▸ **STATED TASK**:
All entries must be extracted exactly, with nothing added or dropped.

—————

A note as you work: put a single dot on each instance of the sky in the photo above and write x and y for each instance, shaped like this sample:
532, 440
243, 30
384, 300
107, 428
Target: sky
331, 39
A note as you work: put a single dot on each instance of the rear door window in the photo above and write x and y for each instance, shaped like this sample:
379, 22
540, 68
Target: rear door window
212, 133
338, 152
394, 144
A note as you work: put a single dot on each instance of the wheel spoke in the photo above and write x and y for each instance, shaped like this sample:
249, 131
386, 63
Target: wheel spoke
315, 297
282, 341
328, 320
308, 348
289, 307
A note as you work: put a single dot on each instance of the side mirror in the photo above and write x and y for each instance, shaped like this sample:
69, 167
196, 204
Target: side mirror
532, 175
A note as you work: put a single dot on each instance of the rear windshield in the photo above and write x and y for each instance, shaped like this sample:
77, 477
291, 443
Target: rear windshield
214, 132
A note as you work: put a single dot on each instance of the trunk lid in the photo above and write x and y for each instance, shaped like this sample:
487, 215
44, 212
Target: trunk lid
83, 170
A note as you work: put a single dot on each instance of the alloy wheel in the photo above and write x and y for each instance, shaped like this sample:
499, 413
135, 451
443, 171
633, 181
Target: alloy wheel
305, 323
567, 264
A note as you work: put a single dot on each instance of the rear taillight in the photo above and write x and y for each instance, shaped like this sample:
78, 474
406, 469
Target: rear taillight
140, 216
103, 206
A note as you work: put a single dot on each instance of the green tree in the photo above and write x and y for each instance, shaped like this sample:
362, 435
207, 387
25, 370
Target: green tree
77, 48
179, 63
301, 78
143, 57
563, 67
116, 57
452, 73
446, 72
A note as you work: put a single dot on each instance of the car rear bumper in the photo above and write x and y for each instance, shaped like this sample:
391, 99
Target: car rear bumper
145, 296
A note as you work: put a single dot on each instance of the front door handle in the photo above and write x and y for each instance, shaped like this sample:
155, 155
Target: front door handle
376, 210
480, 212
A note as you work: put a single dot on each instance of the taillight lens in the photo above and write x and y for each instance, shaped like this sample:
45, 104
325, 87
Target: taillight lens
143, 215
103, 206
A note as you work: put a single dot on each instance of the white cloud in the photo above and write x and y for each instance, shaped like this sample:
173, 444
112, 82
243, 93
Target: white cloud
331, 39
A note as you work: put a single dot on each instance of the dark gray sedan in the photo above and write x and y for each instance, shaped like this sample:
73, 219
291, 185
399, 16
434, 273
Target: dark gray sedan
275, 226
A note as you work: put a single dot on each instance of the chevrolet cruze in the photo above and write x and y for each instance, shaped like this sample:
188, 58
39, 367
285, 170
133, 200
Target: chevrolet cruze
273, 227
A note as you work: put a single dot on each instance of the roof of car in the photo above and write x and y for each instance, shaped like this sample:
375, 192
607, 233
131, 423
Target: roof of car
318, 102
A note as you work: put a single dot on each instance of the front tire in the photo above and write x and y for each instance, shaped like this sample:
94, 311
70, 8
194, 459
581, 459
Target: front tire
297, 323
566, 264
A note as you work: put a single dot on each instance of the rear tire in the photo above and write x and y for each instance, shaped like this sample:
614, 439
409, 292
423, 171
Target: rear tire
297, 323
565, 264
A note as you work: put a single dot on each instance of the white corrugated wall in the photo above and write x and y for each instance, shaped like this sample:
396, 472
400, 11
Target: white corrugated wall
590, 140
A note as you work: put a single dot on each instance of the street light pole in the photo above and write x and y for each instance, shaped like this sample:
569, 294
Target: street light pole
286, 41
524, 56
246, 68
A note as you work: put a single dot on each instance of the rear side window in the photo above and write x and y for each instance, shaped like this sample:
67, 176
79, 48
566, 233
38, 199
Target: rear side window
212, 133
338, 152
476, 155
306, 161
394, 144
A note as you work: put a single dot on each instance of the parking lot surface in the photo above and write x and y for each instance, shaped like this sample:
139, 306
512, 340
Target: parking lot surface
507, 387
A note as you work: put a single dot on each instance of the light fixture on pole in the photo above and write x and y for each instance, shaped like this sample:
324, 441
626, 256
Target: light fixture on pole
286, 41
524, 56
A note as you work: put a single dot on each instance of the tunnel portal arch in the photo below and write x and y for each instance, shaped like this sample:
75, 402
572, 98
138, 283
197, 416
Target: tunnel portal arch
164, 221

—————

▸ **ANSWER FOR THE TASK**:
A note as you work: put a single dot on each instance of the sky in the photo above and write x and y for each instance, shaped like this sample:
532, 440
243, 30
384, 300
107, 428
Target: sky
331, 39
A note as you work: put a single dot on each instance of the rear door window in the photo above and write x and y for each instance, shaped like this sample:
379, 22
540, 68
Target: rear door window
212, 133
338, 152
394, 144
A note as you work: put a single dot on each instance of the wheel spoke in the photo above and write x and y for each instance, shaped like this sample:
249, 131
386, 63
Target: wheel spoke
315, 297
282, 341
328, 320
308, 348
289, 307
A note as you work: put a single dot on each instance of the side mirror in the photo above and write x and y for each instance, shaped like this sample:
69, 167
196, 204
Target: side mirror
532, 175
A note as you work: put a single dot on each instance of the rear windshield in the photo above and write x and y for each instance, shaped like this sample:
77, 477
291, 443
Target: rear windshield
214, 132
A note as you work: put a single dot on each instance of the trunk lid in the photo above and write x and y for each instance, shaped like this sample:
487, 215
44, 212
Target: trunk lid
83, 170
A note as you work: put a single dot on each instance of the alloy wheel in the photo above and write x and y for each instance, shaped like this sample:
499, 413
135, 451
443, 171
633, 181
Target: alloy wheel
305, 323
567, 264
A note as you work: put a single dot on each instance of the rear taillight in the photo above and write x and y for each instance, shaped like this sample:
78, 474
406, 469
Target: rear taillight
140, 216
103, 206
A note as you work: put a single dot on each instance of the green tree in the photo above and write x and y for each instance, shaped like this sample:
362, 435
207, 387
25, 370
Target: green tree
77, 48
179, 63
301, 78
143, 57
563, 67
116, 57
452, 73
446, 72
A note as you work: put a single dot on each instance of the car rear bumper in the photo above and write x and y for each instance, shaped like this sample:
391, 99
Target: car rear bumper
145, 296
A note as you work: put a single dot on each instance of the front door handle in the photo above and write x and y for each instance, shaped like this sample:
155, 155
Target: front door handle
376, 210
480, 212
A note as you work: put a single dot on each instance of the taillight lens in the photo above and write x and y for each instance, shaped like this sample:
45, 104
325, 87
Target: taillight lens
143, 215
103, 206
A note as you work: put a single dot on each instance of the white cloud in the photo above and write x and y for each instance, shaped like this sample:
173, 444
112, 82
243, 93
Target: white cloud
331, 39
A note as you work: put a single dot on each instance of the dark gray sedan in the photo above and write x and y for each instance, shaped like this sample:
73, 219
291, 185
399, 16
434, 273
Target: dark gray sedan
275, 226
A note as you work: put a single dot on each instance of the chevrolet cruze in the photo above and write x and y for each instance, shaped like this sample:
188, 58
39, 367
285, 170
133, 200
Target: chevrolet cruze
273, 227
A note as you work: put a single dot on each instance of the roof of car in the photo above and write x and y for each instance, shaped like this sample:
375, 192
607, 233
131, 423
Target: roof of car
318, 102
A note as you work: put a single dot on each instance of the front tire in the photo above and write x and y for each instance, shaped like this sample:
94, 311
70, 8
194, 459
581, 459
Target: front tire
297, 323
566, 264
A note as you work: put a single dot on each instance of the rear tire in the photo above and write x and y for each instance, shaped like this sample:
614, 439
409, 292
423, 171
Target: rear tire
297, 323
565, 264
A note as you work: put a single dot on each instance of the white corrugated wall in the photo above and write x and y for each instance, shaped like this sample:
396, 472
400, 11
Target: white corrugated wall
590, 140
A note as you work: put a single dot on each instance of the street light pole in the photo above and write x and y for each instance, shaped like this sample:
569, 294
Target: street light pole
286, 41
524, 56
246, 68
A note as you work: put a single dot on each instance of the rear side window in the photo above and write x and y for each instance, shaped like this sample:
67, 176
79, 48
566, 233
38, 199
Target: rear side window
212, 133
338, 152
476, 155
306, 161
394, 144
A note as you work: put a single dot on each instance of the parking lot surface in the photo above and write x and y for each instance, shaped like this sample:
139, 306
512, 340
Target: parking lot surface
507, 387
A note as you work: put a single dot on each instance of the light fixture on pole in the photo above and write x and y for each instance, shaped like this sample:
324, 441
626, 256
Target: light fixture on pole
286, 41
524, 56
A note as you work: put a single dot on each instance of the tunnel portal arch in the photo below and write x and y for each instance, shaped like this sample:
75, 402
572, 98
138, 283
197, 416
Target: tunnel portal arch
164, 221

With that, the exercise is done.